■ **WHAT THE TASK REQUIRES**: In the data below, find every line with the word "positive" and copy it out.

■ **DATA SECTION**:
[Start of Attachment]

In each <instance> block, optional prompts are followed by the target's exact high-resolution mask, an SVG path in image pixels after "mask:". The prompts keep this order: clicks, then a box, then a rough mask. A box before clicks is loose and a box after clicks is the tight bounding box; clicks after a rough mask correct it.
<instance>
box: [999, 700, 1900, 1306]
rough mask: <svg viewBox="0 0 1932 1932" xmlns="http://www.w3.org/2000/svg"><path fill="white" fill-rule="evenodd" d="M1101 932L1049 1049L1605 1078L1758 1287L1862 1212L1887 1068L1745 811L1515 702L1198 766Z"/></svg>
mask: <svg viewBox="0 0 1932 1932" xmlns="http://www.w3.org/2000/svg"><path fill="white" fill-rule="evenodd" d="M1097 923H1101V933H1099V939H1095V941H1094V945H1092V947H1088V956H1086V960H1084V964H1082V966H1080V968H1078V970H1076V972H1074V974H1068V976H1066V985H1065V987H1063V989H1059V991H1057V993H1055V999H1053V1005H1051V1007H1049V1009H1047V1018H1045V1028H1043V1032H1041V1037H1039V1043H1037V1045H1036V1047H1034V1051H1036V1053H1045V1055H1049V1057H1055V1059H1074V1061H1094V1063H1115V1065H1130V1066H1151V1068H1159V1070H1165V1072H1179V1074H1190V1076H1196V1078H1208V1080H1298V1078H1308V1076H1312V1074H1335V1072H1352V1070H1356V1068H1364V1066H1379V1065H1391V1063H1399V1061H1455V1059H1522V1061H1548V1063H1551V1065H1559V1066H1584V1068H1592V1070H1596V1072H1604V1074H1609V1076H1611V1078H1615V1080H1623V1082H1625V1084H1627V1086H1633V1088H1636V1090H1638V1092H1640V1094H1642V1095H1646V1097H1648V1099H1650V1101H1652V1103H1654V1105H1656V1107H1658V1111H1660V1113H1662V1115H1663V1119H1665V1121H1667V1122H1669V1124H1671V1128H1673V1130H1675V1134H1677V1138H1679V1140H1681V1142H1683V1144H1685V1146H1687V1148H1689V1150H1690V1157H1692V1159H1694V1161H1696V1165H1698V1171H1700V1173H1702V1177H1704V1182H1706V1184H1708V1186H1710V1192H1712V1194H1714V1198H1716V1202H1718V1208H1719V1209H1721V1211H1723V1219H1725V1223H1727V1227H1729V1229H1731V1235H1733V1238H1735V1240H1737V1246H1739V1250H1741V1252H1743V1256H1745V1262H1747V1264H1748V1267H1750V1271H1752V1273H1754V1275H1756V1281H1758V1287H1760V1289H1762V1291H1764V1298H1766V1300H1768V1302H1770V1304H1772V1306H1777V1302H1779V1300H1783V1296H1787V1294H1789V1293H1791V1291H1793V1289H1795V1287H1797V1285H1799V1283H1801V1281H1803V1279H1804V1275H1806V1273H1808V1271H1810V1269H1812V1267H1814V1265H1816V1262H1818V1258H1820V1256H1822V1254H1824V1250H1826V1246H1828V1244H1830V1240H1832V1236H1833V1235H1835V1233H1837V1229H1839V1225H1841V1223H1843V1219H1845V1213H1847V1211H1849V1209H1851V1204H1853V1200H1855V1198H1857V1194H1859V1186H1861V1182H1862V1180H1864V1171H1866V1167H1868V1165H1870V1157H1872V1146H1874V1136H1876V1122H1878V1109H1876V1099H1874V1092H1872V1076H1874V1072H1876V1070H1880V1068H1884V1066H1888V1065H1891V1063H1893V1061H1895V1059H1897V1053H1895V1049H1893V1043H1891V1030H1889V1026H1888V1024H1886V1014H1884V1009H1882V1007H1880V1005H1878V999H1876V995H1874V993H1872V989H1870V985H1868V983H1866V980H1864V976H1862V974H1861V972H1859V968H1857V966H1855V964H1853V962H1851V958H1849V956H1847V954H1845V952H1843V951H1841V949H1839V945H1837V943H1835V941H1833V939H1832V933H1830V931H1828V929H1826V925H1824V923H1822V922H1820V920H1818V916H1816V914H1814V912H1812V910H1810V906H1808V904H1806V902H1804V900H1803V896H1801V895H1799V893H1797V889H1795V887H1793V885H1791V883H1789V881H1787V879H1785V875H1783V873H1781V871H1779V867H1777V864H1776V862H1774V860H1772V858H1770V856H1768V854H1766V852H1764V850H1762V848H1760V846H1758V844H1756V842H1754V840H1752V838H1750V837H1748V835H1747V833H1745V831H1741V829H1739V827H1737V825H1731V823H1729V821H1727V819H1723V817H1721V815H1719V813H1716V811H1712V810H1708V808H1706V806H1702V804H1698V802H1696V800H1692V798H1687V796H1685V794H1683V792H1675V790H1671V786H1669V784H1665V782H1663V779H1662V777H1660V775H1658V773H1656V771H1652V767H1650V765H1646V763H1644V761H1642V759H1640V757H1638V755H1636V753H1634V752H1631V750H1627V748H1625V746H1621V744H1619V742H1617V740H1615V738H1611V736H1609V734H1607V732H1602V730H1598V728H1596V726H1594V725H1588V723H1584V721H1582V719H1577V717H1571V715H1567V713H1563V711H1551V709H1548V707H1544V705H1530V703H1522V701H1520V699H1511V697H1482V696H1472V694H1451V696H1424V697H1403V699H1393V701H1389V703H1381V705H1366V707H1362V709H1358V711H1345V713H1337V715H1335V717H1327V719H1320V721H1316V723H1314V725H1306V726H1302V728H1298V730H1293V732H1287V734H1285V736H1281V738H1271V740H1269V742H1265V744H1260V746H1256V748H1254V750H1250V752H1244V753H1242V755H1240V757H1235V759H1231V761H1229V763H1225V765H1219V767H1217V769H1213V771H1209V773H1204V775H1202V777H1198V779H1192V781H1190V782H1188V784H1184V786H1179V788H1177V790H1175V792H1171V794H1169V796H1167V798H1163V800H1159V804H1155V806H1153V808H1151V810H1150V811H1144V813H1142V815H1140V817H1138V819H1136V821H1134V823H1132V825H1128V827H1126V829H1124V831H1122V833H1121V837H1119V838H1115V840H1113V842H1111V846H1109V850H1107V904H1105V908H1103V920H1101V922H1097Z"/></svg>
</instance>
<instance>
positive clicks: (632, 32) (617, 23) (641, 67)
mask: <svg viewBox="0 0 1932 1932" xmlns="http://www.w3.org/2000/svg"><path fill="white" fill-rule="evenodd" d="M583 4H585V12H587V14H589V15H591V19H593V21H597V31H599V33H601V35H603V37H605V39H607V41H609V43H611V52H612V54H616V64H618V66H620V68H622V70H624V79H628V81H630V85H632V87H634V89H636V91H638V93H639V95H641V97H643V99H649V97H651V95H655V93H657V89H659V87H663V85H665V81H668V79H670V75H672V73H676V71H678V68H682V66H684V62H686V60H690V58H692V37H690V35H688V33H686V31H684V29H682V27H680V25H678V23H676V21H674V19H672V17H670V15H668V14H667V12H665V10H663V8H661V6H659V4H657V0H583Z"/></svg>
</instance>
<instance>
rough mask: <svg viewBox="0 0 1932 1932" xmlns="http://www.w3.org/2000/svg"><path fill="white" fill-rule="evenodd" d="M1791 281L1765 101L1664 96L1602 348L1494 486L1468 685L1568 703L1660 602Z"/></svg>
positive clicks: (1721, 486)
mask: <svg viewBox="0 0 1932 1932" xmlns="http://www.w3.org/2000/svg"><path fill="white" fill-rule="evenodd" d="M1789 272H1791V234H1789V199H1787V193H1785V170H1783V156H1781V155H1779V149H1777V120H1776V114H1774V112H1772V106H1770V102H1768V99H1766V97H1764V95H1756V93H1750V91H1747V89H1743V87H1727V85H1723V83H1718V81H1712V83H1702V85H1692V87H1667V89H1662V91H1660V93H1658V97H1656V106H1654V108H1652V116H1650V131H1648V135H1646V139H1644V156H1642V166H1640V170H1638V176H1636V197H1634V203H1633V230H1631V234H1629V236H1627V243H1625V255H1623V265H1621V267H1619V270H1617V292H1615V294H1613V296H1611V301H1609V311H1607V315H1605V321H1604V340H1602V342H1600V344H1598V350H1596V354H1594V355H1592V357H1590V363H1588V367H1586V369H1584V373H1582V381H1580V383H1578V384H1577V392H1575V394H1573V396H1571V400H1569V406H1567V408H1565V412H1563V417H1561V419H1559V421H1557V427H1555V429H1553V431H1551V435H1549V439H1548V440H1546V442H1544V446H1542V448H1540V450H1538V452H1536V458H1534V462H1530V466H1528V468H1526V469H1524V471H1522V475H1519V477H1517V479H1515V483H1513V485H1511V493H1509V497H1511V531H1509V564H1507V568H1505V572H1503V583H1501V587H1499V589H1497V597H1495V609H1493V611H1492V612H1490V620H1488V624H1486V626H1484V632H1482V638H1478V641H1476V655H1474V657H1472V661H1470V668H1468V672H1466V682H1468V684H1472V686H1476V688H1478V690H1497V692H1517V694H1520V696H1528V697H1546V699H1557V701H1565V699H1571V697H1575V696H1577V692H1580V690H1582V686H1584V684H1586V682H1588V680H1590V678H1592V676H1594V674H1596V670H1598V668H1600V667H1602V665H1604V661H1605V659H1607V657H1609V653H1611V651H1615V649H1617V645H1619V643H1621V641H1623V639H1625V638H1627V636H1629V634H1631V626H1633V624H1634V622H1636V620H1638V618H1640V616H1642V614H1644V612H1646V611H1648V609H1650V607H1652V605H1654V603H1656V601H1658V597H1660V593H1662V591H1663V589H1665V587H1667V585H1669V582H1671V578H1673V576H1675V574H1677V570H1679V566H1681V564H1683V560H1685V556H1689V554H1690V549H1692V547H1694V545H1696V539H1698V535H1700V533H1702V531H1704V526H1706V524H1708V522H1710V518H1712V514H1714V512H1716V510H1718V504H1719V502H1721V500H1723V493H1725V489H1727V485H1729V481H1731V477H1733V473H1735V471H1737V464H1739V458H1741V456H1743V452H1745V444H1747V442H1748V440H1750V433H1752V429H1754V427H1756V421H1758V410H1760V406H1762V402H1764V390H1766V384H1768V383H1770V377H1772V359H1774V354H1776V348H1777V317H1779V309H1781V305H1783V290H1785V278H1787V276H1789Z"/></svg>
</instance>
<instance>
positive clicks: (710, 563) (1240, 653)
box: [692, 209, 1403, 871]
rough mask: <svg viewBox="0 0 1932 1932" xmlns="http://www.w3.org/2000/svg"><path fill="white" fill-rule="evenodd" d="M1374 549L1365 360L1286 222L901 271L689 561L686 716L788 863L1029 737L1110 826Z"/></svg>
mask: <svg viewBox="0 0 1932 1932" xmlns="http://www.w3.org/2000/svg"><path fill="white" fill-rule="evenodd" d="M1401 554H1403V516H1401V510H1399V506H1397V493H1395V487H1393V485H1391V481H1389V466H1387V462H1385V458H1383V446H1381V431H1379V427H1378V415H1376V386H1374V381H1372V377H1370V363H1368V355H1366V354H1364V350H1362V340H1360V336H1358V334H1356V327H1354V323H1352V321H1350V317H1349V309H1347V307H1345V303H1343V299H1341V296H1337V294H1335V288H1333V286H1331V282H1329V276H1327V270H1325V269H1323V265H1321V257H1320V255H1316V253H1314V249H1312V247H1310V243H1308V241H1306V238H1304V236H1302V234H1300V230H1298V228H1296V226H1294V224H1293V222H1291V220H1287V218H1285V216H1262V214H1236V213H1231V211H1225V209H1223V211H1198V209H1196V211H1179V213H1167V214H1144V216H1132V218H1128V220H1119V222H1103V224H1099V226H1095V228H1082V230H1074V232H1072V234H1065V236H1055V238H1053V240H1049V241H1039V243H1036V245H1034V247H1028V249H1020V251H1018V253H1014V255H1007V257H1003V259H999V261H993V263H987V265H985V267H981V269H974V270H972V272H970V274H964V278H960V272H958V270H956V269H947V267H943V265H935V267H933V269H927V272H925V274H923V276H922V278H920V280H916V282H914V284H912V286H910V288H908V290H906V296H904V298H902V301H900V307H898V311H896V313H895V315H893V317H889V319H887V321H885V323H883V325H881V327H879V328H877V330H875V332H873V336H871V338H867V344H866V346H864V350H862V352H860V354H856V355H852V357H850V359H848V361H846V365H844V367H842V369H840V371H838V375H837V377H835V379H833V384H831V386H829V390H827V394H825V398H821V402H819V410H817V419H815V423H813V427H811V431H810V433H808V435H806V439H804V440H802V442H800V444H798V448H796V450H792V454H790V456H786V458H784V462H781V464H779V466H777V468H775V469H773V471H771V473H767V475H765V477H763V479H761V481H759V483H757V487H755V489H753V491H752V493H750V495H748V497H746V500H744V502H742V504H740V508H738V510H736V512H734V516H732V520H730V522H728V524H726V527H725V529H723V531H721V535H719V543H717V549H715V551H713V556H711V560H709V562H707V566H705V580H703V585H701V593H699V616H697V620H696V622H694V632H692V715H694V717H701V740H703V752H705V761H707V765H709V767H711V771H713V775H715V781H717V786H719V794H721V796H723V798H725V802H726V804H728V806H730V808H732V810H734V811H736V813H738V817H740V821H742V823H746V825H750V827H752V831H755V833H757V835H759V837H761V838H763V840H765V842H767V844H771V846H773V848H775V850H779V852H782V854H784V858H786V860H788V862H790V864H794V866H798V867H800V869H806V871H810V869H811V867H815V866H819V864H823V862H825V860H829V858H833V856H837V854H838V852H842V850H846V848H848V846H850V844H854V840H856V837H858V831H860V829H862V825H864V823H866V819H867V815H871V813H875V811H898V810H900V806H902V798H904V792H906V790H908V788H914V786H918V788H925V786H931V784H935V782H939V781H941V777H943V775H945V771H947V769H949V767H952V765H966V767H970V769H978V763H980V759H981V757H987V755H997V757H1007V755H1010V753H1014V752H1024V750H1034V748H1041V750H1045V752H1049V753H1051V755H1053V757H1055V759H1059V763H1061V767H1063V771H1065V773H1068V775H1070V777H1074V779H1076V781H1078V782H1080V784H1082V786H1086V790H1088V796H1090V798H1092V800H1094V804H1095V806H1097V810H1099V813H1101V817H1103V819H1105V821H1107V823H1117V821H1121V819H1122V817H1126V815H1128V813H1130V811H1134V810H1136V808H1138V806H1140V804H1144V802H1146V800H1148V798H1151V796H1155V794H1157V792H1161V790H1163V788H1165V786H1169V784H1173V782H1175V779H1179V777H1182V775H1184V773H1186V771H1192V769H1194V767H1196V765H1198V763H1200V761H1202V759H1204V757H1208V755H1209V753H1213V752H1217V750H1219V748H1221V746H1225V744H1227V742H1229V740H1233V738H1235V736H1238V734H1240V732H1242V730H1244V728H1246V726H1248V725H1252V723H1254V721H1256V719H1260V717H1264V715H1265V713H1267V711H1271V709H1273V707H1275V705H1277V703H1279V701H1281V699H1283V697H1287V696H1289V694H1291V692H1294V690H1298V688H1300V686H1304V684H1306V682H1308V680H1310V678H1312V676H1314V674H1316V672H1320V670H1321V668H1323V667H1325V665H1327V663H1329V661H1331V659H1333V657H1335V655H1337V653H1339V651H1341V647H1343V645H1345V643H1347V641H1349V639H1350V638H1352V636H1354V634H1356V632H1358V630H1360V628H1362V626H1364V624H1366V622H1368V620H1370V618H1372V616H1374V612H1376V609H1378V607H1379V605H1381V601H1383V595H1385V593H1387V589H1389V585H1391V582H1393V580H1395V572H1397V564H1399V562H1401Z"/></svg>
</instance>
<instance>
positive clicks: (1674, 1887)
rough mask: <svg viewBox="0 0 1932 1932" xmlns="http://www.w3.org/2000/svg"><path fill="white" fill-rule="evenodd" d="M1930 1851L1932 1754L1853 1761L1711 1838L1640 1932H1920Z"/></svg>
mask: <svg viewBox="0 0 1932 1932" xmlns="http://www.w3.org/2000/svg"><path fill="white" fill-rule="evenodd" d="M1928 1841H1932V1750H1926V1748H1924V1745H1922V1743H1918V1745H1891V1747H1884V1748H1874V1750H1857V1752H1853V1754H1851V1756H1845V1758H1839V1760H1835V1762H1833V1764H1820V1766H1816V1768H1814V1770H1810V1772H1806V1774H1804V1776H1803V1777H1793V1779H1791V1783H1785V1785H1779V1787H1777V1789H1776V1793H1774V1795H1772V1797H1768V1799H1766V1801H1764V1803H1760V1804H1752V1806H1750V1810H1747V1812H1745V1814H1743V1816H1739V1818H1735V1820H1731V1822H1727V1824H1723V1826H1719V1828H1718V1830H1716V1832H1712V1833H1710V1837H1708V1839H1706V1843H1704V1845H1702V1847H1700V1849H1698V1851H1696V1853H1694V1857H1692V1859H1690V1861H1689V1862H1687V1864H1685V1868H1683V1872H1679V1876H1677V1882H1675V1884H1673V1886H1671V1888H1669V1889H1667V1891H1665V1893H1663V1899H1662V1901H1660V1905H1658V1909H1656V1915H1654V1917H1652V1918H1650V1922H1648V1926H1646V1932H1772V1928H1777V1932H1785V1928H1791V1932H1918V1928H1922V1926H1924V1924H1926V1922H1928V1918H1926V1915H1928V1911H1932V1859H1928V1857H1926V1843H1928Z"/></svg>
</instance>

[End of Attachment]

■ **RESULT OF THE EXERCISE**:
positive clicks: (632, 32) (617, 23) (641, 67)
positive clicks: (1721, 486)
positive clicks: (710, 563) (1240, 653)
positive clicks: (1674, 1887)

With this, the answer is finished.